DATA EXCERPTS:
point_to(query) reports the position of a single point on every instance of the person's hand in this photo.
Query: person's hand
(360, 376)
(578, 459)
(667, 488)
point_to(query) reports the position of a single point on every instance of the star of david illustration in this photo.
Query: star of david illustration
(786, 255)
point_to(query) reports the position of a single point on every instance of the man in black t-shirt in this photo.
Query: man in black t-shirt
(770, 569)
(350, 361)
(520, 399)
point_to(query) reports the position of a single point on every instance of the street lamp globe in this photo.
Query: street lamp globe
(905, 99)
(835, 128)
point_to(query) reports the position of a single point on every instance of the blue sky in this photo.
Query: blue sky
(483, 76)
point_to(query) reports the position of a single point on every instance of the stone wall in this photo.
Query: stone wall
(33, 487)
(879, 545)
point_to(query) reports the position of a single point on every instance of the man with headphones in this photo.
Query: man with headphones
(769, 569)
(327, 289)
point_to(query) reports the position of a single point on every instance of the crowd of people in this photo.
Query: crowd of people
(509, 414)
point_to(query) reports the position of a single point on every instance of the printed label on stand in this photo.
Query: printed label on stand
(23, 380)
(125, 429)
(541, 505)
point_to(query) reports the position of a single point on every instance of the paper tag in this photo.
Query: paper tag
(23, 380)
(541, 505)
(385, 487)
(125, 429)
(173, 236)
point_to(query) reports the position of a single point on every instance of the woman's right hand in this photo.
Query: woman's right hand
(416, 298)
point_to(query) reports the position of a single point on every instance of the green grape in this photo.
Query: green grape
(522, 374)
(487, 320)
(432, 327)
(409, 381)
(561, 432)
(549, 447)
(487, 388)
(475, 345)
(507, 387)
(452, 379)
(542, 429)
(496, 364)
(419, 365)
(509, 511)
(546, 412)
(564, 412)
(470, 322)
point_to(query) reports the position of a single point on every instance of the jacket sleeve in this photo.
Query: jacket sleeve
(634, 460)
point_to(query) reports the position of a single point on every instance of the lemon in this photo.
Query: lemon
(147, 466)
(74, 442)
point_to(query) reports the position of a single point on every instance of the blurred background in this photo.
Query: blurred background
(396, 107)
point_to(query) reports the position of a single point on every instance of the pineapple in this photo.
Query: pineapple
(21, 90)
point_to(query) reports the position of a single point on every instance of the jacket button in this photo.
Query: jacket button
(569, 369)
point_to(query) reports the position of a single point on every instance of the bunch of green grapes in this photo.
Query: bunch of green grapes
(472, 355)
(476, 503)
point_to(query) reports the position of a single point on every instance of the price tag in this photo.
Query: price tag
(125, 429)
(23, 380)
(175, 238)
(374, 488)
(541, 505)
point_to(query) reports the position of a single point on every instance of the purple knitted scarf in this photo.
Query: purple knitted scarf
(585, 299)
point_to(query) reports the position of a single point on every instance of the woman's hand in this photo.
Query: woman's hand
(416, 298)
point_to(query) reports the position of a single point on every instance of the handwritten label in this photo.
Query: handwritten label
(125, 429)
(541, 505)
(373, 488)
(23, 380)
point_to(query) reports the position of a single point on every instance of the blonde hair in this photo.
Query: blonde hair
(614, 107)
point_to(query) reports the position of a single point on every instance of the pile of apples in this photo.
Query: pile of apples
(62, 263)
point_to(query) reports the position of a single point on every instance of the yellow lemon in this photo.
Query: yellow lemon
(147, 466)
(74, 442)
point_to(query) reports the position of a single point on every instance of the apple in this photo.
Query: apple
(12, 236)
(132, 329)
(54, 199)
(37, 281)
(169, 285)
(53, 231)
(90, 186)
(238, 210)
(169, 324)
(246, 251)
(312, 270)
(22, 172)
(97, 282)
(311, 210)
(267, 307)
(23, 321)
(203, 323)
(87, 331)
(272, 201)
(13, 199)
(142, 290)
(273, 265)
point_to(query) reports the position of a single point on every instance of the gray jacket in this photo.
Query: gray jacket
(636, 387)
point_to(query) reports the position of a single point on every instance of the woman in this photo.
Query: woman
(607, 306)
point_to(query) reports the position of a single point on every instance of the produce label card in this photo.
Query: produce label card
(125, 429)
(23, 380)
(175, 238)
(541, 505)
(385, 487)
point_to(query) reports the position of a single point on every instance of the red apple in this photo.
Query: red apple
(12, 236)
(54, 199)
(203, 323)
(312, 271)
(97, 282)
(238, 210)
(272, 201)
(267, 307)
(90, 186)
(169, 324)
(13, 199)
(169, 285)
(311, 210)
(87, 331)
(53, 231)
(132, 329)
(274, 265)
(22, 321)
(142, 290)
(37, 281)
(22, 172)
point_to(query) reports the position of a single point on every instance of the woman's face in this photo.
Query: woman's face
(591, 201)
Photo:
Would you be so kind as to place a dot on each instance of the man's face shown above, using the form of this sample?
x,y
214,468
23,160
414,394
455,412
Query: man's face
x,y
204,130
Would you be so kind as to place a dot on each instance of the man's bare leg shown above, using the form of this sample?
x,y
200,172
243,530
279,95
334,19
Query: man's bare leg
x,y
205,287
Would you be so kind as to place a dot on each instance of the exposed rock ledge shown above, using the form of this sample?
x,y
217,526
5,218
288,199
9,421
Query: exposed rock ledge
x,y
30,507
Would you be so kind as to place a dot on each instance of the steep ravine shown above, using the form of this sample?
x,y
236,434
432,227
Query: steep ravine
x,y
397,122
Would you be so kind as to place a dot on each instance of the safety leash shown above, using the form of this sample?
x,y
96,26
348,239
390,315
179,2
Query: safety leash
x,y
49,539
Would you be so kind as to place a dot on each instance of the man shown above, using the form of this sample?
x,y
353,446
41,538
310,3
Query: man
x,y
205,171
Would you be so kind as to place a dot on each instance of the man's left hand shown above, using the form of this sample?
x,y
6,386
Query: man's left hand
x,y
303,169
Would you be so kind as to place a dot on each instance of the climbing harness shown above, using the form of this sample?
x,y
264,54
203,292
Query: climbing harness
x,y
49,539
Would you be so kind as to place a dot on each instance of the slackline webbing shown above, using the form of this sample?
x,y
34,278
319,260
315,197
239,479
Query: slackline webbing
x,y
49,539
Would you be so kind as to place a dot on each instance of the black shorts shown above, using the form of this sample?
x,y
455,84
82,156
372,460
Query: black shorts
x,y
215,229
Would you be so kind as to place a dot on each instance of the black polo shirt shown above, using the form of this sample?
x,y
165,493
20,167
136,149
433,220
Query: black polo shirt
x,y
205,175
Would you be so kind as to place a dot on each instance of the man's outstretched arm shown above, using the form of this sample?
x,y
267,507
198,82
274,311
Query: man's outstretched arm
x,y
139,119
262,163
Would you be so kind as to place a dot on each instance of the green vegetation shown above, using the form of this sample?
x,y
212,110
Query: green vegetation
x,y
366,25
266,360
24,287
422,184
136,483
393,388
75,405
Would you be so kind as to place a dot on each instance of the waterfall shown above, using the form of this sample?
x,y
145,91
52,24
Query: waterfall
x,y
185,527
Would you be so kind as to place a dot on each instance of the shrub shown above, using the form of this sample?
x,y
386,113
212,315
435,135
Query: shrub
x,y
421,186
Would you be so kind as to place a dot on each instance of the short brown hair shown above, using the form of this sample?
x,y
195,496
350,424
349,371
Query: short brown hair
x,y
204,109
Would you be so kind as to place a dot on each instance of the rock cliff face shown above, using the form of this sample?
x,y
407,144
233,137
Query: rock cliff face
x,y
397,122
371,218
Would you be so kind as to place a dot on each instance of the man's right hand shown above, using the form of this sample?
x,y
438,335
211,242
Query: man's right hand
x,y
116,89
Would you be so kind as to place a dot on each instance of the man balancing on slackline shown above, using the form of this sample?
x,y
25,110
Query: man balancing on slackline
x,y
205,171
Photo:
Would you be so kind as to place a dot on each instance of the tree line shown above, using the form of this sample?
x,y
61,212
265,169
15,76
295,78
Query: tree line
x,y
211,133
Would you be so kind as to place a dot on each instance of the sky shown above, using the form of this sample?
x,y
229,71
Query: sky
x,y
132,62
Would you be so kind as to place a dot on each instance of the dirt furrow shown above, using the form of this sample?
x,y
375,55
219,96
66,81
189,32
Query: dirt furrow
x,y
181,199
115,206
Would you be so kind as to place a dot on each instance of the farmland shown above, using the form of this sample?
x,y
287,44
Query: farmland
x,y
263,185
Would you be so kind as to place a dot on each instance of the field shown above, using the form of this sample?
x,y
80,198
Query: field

WRITTEN PROBLEM: Copy out exactly the lines between the line with "the green vegetation" and the last line of the entries, counting both of those lines.

TASK ANSWER:
Would you be so kind as to place a dot on each instance of the green vegetation shown above, using the form of this sample?
x,y
212,110
Query: green vegetation
x,y
366,25
266,360
24,287
422,184
136,483
393,388
75,405
Would you be so kind as to place a dot on each instance of the waterfall shown above, using the form of this sample?
x,y
145,91
52,24
Query: waterfall
x,y
185,527
Would you be so kind as to place a dot on each instance of the shrub shown above, using the form of this sample?
x,y
386,113
212,315
435,135
Query: shrub
x,y
421,186
Would you be so kind as to place a dot on each instance of the short brown hair shown above, using the form of this sample?
x,y
195,496
350,424
349,371
Query: short brown hair
x,y
204,109
Would you be so kind as to place a dot on each instance of the rock cliff face shown above, using the form of this sample?
x,y
407,144
233,137
Query: rock cliff face
x,y
397,122
371,218
Would you be so kind as to place a dot on each instance of the man's right hand shown above, using the form of this sample?
x,y
438,335
211,242
Query: man's right hand
x,y
116,89
Would you be so kind as to place a dot on each instance of the man balancing on slackline shown above, using the form of this sample?
x,y
25,110
Query: man balancing on slackline
x,y
205,171
Photo:
Would you be so kind as to place a dot on each instance of the tree line shown above, using the form of this sample?
x,y
61,212
265,169
15,76
295,78
Query: tree line
x,y
211,133
Would you be so kind as to place a dot on each instance of the sky shown above, using the form of this sample?
x,y
229,71
Query: sky
x,y
132,62
Would you be so kind as to place a dot on each instance of the dirt furrow shown above, using the form of this sample?
x,y
375,55
219,96
66,81
189,32
Query: dirt furrow
x,y
181,199
115,206
Would you be so kind as to place a dot on each instance of the farmland shown above, using the form of this sample?
x,y
287,44
Query: farmland
x,y
263,185
Would you be so kind as to place a dot on each instance of the field shown above, using the form of this sample?
x,y
80,198
Query: field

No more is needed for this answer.